INSTRUCTIONS TO FOLLOW >> Every entry that follows should be written out again exactly.

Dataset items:

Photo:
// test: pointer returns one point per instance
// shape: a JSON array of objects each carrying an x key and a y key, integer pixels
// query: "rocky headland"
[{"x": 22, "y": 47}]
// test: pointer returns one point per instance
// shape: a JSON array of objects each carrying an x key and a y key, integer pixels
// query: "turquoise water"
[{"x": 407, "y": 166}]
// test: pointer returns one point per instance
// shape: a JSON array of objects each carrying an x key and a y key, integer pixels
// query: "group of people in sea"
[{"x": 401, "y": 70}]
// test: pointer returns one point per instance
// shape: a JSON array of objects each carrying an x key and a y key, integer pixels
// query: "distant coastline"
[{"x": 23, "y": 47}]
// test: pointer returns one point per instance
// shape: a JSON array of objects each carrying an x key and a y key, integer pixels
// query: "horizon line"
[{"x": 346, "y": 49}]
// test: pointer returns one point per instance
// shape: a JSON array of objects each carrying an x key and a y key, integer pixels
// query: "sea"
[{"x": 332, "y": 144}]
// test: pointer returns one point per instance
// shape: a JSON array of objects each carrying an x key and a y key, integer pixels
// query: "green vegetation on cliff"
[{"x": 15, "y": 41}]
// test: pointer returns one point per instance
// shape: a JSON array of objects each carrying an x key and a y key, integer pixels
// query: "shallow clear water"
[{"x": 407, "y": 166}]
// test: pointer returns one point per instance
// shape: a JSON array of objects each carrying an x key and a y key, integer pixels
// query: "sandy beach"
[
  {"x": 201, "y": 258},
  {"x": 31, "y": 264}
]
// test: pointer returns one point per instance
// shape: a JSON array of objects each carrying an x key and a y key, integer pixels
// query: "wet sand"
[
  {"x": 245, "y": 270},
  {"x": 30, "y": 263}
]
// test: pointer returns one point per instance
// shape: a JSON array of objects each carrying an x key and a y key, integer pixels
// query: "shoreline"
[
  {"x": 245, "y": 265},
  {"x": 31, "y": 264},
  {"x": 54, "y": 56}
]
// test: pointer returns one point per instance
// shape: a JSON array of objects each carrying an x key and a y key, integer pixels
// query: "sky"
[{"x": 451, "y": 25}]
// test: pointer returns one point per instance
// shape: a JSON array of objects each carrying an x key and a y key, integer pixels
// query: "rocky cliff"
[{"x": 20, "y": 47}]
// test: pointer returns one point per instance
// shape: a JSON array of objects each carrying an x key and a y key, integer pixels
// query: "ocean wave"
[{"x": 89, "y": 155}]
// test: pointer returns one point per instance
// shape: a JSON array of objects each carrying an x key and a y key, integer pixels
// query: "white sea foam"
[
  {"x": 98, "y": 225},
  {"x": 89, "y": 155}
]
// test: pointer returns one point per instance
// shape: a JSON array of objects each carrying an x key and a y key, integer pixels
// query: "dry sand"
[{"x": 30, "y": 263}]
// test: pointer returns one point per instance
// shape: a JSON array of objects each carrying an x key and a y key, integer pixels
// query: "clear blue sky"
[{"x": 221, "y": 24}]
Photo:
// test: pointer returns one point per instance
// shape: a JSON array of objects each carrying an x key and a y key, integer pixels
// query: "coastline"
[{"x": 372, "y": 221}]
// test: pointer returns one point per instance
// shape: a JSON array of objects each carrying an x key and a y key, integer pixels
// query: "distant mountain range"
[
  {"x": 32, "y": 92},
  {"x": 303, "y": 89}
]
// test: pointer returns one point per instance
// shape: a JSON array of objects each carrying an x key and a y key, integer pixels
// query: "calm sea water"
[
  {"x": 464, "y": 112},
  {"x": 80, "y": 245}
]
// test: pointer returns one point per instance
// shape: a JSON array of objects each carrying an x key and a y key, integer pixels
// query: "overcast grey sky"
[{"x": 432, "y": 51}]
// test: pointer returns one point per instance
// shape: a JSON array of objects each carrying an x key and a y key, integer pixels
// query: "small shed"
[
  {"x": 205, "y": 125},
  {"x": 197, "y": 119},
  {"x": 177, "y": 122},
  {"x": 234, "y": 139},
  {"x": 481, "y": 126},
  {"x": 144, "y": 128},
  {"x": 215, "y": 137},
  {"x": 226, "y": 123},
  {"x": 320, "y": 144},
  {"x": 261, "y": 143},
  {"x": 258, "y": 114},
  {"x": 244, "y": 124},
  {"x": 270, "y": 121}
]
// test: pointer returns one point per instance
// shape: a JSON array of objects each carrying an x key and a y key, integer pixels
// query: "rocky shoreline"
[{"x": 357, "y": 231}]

EXERCISE SOLUTION >>
Photo:
// test: pointer returns one point per instance
// shape: a JSON array of objects each carrying an x key and a y key, integer pixels
// query: "rocky headland"
[{"x": 22, "y": 47}]
// test: pointer returns one point per instance
// shape: a JSON array of objects each carrying an x key and a y key, integer pixels
// query: "turquoise water"
[{"x": 407, "y": 166}]
// test: pointer returns one point per instance
// shape: a JSON array of objects each carrying an x key and a y key, integer pixels
// query: "group of people in sea"
[{"x": 401, "y": 70}]
// test: pointer returns one point per instance
// shape: a JSON array of objects each carrying an x key and a y key, integer pixels
// query: "distant coastline"
[{"x": 23, "y": 47}]
// test: pointer returns one point per instance
// shape: a JSON array of objects each carrying an x key and a y key, integer pixels
// query: "horizon line"
[{"x": 346, "y": 49}]
// test: pointer returns one point per instance
// shape: a JSON array of objects each carrying an x key and a y key, integer pixels
// query: "sea"
[{"x": 332, "y": 144}]
// test: pointer returns one point per instance
// shape: a JSON array of objects each carrying an x key and a y key, integer pixels
// query: "green vegetation on cliff"
[{"x": 15, "y": 41}]
// test: pointer returns one point per instance
// shape: a JSON array of objects each carrying an x key and a y key, integer pixels
// query: "shallow clear water"
[{"x": 407, "y": 166}]
// test: pointer returns one point per instance
// shape: a JSON array of objects each carrying an x key and a y key, integer pixels
// query: "sandy beach"
[
  {"x": 201, "y": 258},
  {"x": 31, "y": 264}
]
// test: pointer returns one point per instance
// shape: a JSON array of objects each carrying an x key and a y key, integer pixels
// query: "wet sand"
[
  {"x": 245, "y": 270},
  {"x": 30, "y": 263}
]
// test: pointer returns one point per instance
// shape: a JSON array of objects each carrying an x key and a y key, integer pixels
// query: "shoreline"
[
  {"x": 245, "y": 265},
  {"x": 31, "y": 264},
  {"x": 54, "y": 56}
]
// test: pointer returns one point per instance
// shape: a JSON array of objects each carrying an x key and a y key, integer pixels
// query: "sky"
[{"x": 451, "y": 25}]
// test: pointer returns one point per instance
// shape: a JSON array of objects each carrying an x key and a y key, integer pixels
// query: "rocky cliff"
[{"x": 20, "y": 47}]
// test: pointer returns one point per instance
// shape: a JSON array of objects each carrying an x key and a y key, integer pixels
// query: "ocean wave"
[{"x": 89, "y": 155}]
// test: pointer returns one point per instance
// shape: a JSON array of objects each carrying an x key and a y key, integer pixels
// query: "white sea foam"
[
  {"x": 98, "y": 225},
  {"x": 89, "y": 155}
]
// test: pointer returns one point per instance
// shape: a JSON array of objects each carrying an x key and a y key, integer pixels
// query: "dry sand"
[{"x": 30, "y": 263}]
// test: pointer returns one point per instance
// shape: a JSON array of objects each carrying an x key and a y key, integer pixels
// query: "clear blue sky"
[{"x": 221, "y": 24}]
Photo:
// test: pointer returns one point per instance
// shape: a JSON array of objects each carrying an x key and a y key, integer pixels
// query: "coastline"
[{"x": 372, "y": 221}]
// test: pointer returns one point per instance
// shape: a JSON array of objects each carrying an x key and a y key, integer pixels
// query: "distant mountain range"
[
  {"x": 32, "y": 92},
  {"x": 303, "y": 89}
]
// test: pointer returns one point per instance
// shape: a JSON array of objects each carrying an x key and a y key, integer pixels
// query: "calm sea water"
[
  {"x": 464, "y": 112},
  {"x": 80, "y": 245}
]
// test: pointer returns one point per instance
// shape: a JSON array of objects each carrying an x key and a y key, integer pixels
// query: "overcast grey sky"
[{"x": 432, "y": 51}]
// test: pointer returns one point per instance
// shape: a JSON array of objects each carrying an x key and a y key, integer pixels
// query: "small shed"
[
  {"x": 205, "y": 125},
  {"x": 197, "y": 119},
  {"x": 177, "y": 122},
  {"x": 234, "y": 139},
  {"x": 481, "y": 126},
  {"x": 144, "y": 128},
  {"x": 215, "y": 137},
  {"x": 226, "y": 123},
  {"x": 320, "y": 144},
  {"x": 261, "y": 143},
  {"x": 258, "y": 114},
  {"x": 244, "y": 124},
  {"x": 270, "y": 121}
]
// test: pointer returns one point per instance
// shape: a JSON array of objects each carrying an x key and a y key, integer pixels
// query: "rocky shoreline"
[{"x": 357, "y": 231}]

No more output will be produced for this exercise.